>> start Excerpted data

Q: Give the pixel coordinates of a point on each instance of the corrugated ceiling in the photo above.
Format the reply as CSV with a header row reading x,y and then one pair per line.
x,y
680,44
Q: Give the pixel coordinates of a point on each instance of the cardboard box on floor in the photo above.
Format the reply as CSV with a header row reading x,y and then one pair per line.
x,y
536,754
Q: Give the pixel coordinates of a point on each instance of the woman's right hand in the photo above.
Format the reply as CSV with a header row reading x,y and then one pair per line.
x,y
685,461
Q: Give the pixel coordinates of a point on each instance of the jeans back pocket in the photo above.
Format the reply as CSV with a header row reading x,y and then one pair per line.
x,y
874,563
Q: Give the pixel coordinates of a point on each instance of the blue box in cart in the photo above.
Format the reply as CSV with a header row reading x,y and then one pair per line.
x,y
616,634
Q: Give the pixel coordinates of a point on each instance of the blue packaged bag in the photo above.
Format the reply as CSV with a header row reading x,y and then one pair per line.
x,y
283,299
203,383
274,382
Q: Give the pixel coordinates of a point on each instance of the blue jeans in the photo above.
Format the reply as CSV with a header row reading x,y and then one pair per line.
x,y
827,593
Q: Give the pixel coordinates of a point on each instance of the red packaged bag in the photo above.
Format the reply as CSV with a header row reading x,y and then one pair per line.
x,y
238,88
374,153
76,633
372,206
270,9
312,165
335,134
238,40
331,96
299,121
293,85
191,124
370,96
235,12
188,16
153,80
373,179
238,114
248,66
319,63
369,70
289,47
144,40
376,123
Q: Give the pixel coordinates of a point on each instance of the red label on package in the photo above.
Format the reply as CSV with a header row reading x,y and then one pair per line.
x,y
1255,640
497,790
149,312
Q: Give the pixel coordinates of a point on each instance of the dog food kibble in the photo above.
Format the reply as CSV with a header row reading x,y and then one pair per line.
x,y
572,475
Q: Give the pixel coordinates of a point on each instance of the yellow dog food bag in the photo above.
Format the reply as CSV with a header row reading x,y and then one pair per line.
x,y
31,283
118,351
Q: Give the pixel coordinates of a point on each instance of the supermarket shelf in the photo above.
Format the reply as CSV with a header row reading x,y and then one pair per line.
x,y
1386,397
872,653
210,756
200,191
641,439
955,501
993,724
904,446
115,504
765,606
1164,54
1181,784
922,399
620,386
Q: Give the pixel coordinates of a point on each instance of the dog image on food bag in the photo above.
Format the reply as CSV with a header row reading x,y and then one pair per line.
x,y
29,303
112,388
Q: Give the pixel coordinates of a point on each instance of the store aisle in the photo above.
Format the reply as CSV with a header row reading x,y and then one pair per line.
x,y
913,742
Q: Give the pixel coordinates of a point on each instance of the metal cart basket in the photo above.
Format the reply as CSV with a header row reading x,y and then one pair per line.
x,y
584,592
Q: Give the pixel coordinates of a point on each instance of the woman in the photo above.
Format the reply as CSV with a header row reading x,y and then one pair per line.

>> end Excerpted data

_What is asked_:
Format every line of the listing above as a Markdown table with two columns, Row and Line, numbering the rows in order and omitting blank lines.

_Written response_:
| Row | Line |
|---|---|
| 1 | Q: Give the pixel coordinates of a point on each instance of the corrugated ceiling in the photo above. |
| 2 | Format the reply as CSV with a header row reading x,y and then one pair per line. |
| 3 | x,y |
| 4 | 680,44 |
| 5 | Q: Give the pixel coordinates of a point on each instance of the cardboard box on floor in the photo above. |
| 6 | Format the reply as CSV with a header row reading x,y and then one pair per line. |
| 7 | x,y |
| 8 | 536,754 |
| 9 | Q: Give the pixel coordinates of a point on each instance of the woman's right hand in the photo above. |
| 10 | Format the reply as CSV with a header row reading x,y and then one pair per line. |
| 11 | x,y |
| 12 | 685,461 |
| 13 | Q: Give the pixel coordinates of a point on each instance of the jeans back pocket in the photo above. |
| 14 | Format the reply as CSV with a header row reading x,y and then one pair per line. |
| 15 | x,y |
| 16 | 874,563 |
| 17 | Q: Give the pixel coordinates of a point on each instance of the blue box in cart in the photo above. |
| 18 | Format the reply as CSV with a header row reading x,y and then one pair per line. |
| 19 | x,y |
| 20 | 616,634 |
| 21 | Q: Give the pixel coordinates of a point on each instance of the blue packaged bag in the photo above. |
| 22 | Format the reply as CSV with a header row reading x,y and then one pair per line. |
| 23 | x,y |
| 24 | 283,299 |
| 25 | 203,383 |
| 26 | 274,382 |
| 27 | Q: Give the pixel coordinates of a point on each instance of the blue jeans in the photo above. |
| 28 | Format the reply as CSV with a header row reading x,y and then one pair per line. |
| 29 | x,y |
| 30 | 827,593 |
| 31 | Q: Give the pixel coordinates of a point on each instance of the red packaged bag in the photo above. |
| 32 | Format the reply as CSV with a header row reading x,y and then one pair per line. |
| 33 | x,y |
| 34 | 238,88 |
| 35 | 374,153 |
| 36 | 76,633 |
| 37 | 372,206 |
| 38 | 270,9 |
| 39 | 312,165 |
| 40 | 335,134 |
| 41 | 238,40 |
| 42 | 331,96 |
| 43 | 299,121 |
| 44 | 293,85 |
| 45 | 191,124 |
| 46 | 370,96 |
| 47 | 235,12 |
| 48 | 188,16 |
| 49 | 153,80 |
| 50 | 373,179 |
| 51 | 238,114 |
| 52 | 248,66 |
| 53 | 319,63 |
| 54 | 369,70 |
| 55 | 289,47 |
| 56 | 144,40 |
| 57 | 376,123 |
| 58 | Q: Give the pixel coordinates of a point on each instance of the red label on package in the photo above. |
| 59 | Format the reply as CSV with a header row reading x,y and then one pair per line. |
| 60 | x,y |
| 61 | 1255,640 |
| 62 | 497,790 |
| 63 | 149,312 |
| 64 | Q: Give the pixel coordinates of a point on each instance of the dog food kibble in the photo above. |
| 65 | Format the reply as CSV with a header row reading x,y and then one pair per line. |
| 66 | x,y |
| 67 | 572,475 |
| 68 | Q: Give the pixel coordinates of a point on each instance of the yellow dog food bag in the photo above. |
| 69 | Format the reply as CSV with a header row reading x,y and then one pair per line. |
| 70 | x,y |
| 71 | 31,283 |
| 72 | 118,351 |
| 73 | Q: Give the pixel coordinates of a point on each instance of the supermarket shelf in the photo above. |
| 74 | Format the reply as CSV with a header row reading x,y and then one pair per line. |
| 75 | x,y |
| 76 | 1386,397 |
| 77 | 872,653 |
| 78 | 210,756 |
| 79 | 200,191 |
| 80 | 641,439 |
| 81 | 955,501 |
| 82 | 993,724 |
| 83 | 904,446 |
| 84 | 115,504 |
| 85 | 765,606 |
| 86 | 1164,54 |
| 87 | 1181,784 |
| 88 | 922,399 |
| 89 | 620,386 |
| 90 | Q: Give the pixel coordinates of a point on each instance of the dog image on food bag in the photo above. |
| 91 | Format the reply as CSV with a header row reading x,y and then one pair per line. |
| 92 | x,y |
| 93 | 29,303 |
| 94 | 112,388 |
| 95 | Q: Give the pixel coordinates of a point on each instance of the store aisle in the photo above. |
| 96 | Format the reply as CSV with a header row reading x,y and then one pair per line. |
| 97 | x,y |
| 98 | 913,742 |
| 99 | Q: Give the pixel coordinates of a point on each instance of the metal cart basket in the photo above. |
| 100 | Format the reply as CSV with a header row reading x,y and then one pair per line. |
| 101 | x,y |
| 102 | 584,592 |
| 103 | Q: Give the pixel coordinates of a point on each instance of the woman in the photo above. |
| 104 | Format the reply as CSV with a header row reading x,y and then one pair per line. |